## Task to complete
Revise the entries between the line containing "query (the phrase naming what to segment): person" and the end of the entries, inclusive, replacing "top-left corner" with "upper-left corner" and leaving everything else unchanged.

## BEGIN

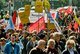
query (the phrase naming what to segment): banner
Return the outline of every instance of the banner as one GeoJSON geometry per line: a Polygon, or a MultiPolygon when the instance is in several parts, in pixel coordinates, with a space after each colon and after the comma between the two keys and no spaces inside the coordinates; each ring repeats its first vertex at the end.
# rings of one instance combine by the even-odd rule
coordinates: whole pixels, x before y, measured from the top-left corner
{"type": "Polygon", "coordinates": [[[50,11],[50,3],[48,0],[44,0],[44,8],[46,11],[50,11]]]}
{"type": "Polygon", "coordinates": [[[45,20],[44,17],[42,16],[38,21],[36,21],[35,23],[31,24],[28,27],[28,30],[30,33],[32,33],[34,30],[37,31],[37,33],[39,33],[41,30],[46,28],[46,24],[45,24],[45,20]]]}
{"type": "Polygon", "coordinates": [[[43,12],[43,2],[42,1],[35,2],[35,12],[38,12],[38,13],[43,12]]]}
{"type": "Polygon", "coordinates": [[[25,15],[28,16],[28,17],[29,17],[29,15],[30,15],[30,8],[31,8],[30,5],[25,5],[24,13],[25,13],[25,15]]]}
{"type": "Polygon", "coordinates": [[[25,15],[24,12],[19,12],[18,14],[19,14],[19,17],[20,17],[20,20],[21,20],[22,24],[27,24],[27,23],[29,23],[29,19],[28,19],[28,17],[25,15]]]}
{"type": "Polygon", "coordinates": [[[6,22],[5,22],[5,19],[1,19],[1,20],[0,20],[0,24],[3,24],[3,23],[6,23],[6,22]]]}

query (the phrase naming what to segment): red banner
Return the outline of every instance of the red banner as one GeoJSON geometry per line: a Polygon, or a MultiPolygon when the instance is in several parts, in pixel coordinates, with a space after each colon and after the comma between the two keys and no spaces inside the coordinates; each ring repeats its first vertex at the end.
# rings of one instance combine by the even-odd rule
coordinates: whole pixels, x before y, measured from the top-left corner
{"type": "Polygon", "coordinates": [[[37,33],[39,33],[44,28],[46,28],[46,24],[45,24],[44,17],[42,16],[38,21],[31,24],[28,29],[30,33],[32,33],[34,30],[36,30],[37,33]]]}

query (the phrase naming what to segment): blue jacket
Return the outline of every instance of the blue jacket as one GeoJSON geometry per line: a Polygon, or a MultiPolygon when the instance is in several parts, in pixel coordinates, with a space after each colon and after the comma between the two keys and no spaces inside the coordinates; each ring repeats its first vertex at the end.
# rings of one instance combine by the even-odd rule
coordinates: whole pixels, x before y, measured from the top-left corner
{"type": "MultiPolygon", "coordinates": [[[[20,47],[15,43],[14,54],[20,54],[20,47]]],[[[4,48],[4,54],[12,54],[12,45],[11,42],[7,43],[4,48]]]]}

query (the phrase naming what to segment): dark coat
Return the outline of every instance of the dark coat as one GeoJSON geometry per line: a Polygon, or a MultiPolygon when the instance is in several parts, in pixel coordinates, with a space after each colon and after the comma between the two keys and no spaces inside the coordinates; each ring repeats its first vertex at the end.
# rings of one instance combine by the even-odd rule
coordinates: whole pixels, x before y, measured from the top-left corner
{"type": "Polygon", "coordinates": [[[47,54],[59,54],[56,49],[47,48],[45,51],[47,54]]]}
{"type": "Polygon", "coordinates": [[[46,54],[46,52],[36,47],[33,48],[29,54],[46,54]]]}

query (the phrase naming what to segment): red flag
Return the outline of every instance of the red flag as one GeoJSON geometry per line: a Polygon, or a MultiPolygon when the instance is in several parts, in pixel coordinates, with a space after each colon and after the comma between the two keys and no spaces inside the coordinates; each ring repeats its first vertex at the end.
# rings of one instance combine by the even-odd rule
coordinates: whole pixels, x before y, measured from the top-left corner
{"type": "Polygon", "coordinates": [[[20,20],[20,18],[18,16],[18,18],[16,18],[15,29],[16,30],[22,30],[22,28],[23,28],[23,24],[21,23],[21,20],[20,20]]]}
{"type": "Polygon", "coordinates": [[[16,17],[17,17],[17,13],[16,11],[13,12],[13,16],[12,16],[12,21],[13,21],[13,24],[15,25],[16,23],[16,17]]]}
{"type": "Polygon", "coordinates": [[[75,31],[78,31],[78,28],[79,28],[79,24],[77,22],[74,23],[74,29],[75,31]]]}
{"type": "Polygon", "coordinates": [[[35,23],[31,24],[28,27],[30,33],[32,33],[32,31],[34,30],[36,30],[37,33],[39,33],[41,30],[45,28],[46,28],[46,24],[45,24],[44,16],[42,16],[38,21],[36,21],[35,23]]]}
{"type": "Polygon", "coordinates": [[[72,23],[69,23],[68,29],[71,30],[71,28],[72,28],[72,23]]]}
{"type": "Polygon", "coordinates": [[[66,11],[65,15],[72,14],[72,6],[70,6],[66,11]]]}
{"type": "Polygon", "coordinates": [[[59,10],[59,12],[60,12],[60,13],[65,12],[65,9],[64,9],[64,8],[61,8],[61,9],[59,10]]]}

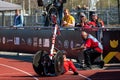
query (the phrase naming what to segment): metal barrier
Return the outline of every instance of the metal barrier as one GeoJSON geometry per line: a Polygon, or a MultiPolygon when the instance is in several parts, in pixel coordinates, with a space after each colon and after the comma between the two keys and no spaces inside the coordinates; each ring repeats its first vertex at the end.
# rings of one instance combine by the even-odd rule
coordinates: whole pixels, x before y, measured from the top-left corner
{"type": "MultiPolygon", "coordinates": [[[[103,44],[105,63],[120,62],[120,28],[60,28],[55,47],[68,52],[67,57],[77,59],[78,53],[71,48],[81,44],[81,30],[86,30],[95,37],[97,37],[96,32],[102,31],[102,35],[97,34],[103,44]]],[[[39,50],[45,50],[50,52],[52,35],[53,27],[2,27],[0,28],[0,51],[36,53],[39,50]]]]}

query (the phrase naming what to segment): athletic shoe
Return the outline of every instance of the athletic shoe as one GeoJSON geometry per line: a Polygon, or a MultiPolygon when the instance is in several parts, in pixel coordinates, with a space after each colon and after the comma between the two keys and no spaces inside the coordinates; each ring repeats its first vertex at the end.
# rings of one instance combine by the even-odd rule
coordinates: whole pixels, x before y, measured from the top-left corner
{"type": "Polygon", "coordinates": [[[73,75],[78,75],[79,73],[78,72],[74,72],[74,74],[73,75]]]}
{"type": "Polygon", "coordinates": [[[104,61],[100,61],[99,66],[100,66],[100,68],[103,68],[104,67],[104,61]]]}

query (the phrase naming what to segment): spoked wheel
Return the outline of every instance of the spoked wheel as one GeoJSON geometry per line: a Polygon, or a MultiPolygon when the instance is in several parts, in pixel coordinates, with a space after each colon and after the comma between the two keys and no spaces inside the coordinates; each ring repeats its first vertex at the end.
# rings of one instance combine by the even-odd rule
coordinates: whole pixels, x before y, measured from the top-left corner
{"type": "Polygon", "coordinates": [[[60,75],[63,72],[63,53],[61,51],[57,51],[57,54],[54,57],[54,67],[55,74],[60,75]]]}
{"type": "Polygon", "coordinates": [[[57,76],[63,71],[63,54],[57,51],[50,60],[46,51],[38,51],[33,58],[34,71],[40,76],[57,76]]]}

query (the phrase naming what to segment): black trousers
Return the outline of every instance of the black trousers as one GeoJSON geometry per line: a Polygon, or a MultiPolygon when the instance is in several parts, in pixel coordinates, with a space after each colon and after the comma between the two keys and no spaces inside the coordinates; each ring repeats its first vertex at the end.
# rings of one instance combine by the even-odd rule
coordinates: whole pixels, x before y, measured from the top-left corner
{"type": "Polygon", "coordinates": [[[95,64],[95,59],[100,57],[101,53],[97,52],[94,49],[87,49],[84,51],[85,64],[89,67],[92,64],[95,64]]]}

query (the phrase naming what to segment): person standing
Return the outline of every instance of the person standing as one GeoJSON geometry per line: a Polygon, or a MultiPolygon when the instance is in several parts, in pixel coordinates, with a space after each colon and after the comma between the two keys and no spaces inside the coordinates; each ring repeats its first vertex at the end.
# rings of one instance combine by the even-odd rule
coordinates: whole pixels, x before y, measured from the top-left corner
{"type": "Polygon", "coordinates": [[[70,14],[69,9],[64,9],[64,17],[62,19],[62,26],[63,27],[74,27],[75,26],[75,19],[70,14]]]}
{"type": "Polygon", "coordinates": [[[81,28],[91,28],[89,25],[89,21],[84,13],[80,13],[79,16],[80,22],[76,24],[76,27],[81,27],[81,28]]]}
{"type": "Polygon", "coordinates": [[[103,53],[102,44],[94,36],[85,31],[81,32],[81,37],[83,39],[83,44],[80,47],[73,48],[72,50],[83,50],[85,65],[87,68],[91,69],[91,65],[93,64],[103,68],[103,60],[95,61],[95,59],[100,57],[103,53]]]}
{"type": "Polygon", "coordinates": [[[54,0],[55,7],[58,11],[58,23],[61,25],[62,17],[63,17],[63,4],[66,3],[66,0],[54,0]]]}
{"type": "Polygon", "coordinates": [[[104,27],[104,22],[95,13],[92,14],[92,20],[89,22],[89,24],[92,27],[98,27],[98,28],[100,28],[100,27],[103,28],[104,27]]]}
{"type": "Polygon", "coordinates": [[[20,14],[20,10],[15,10],[13,26],[14,27],[23,27],[23,16],[20,14]]]}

## END

## Solved exercise
query (the phrase naming what to segment): person standing
Return the outline of every instance of the person standing as one GeoJSON geometry per line: a Polygon, or a MultiPolygon when the instance is in several parts, in pixel coordinates, with a space after each colon and after the comma between the two keys and no spaces inside the coordinates; each ring repeats its first vertex at the end.
# rings of one instance combine by the even-odd rule
coordinates: whole pixels, x before y, measured from the upper-left corner
{"type": "Polygon", "coordinates": [[[70,14],[69,9],[64,9],[64,17],[62,19],[62,26],[63,27],[74,27],[75,26],[75,19],[70,14]]]}
{"type": "Polygon", "coordinates": [[[81,28],[91,28],[89,25],[89,21],[84,13],[80,13],[79,16],[80,22],[76,24],[76,27],[81,27],[81,28]]]}
{"type": "Polygon", "coordinates": [[[103,53],[102,44],[94,36],[85,31],[81,32],[81,37],[83,39],[83,44],[80,47],[73,48],[72,50],[83,50],[85,65],[87,68],[91,69],[91,65],[93,64],[103,68],[103,60],[95,61],[95,59],[100,57],[103,53]]]}
{"type": "Polygon", "coordinates": [[[54,0],[55,7],[58,11],[58,23],[61,25],[62,17],[63,17],[63,4],[66,3],[66,0],[54,0]]]}
{"type": "Polygon", "coordinates": [[[104,27],[104,22],[95,13],[92,14],[92,20],[89,22],[89,24],[92,27],[98,27],[98,28],[100,28],[100,27],[103,28],[104,27]]]}
{"type": "Polygon", "coordinates": [[[20,14],[20,10],[15,10],[13,26],[14,27],[23,27],[23,16],[20,14]]]}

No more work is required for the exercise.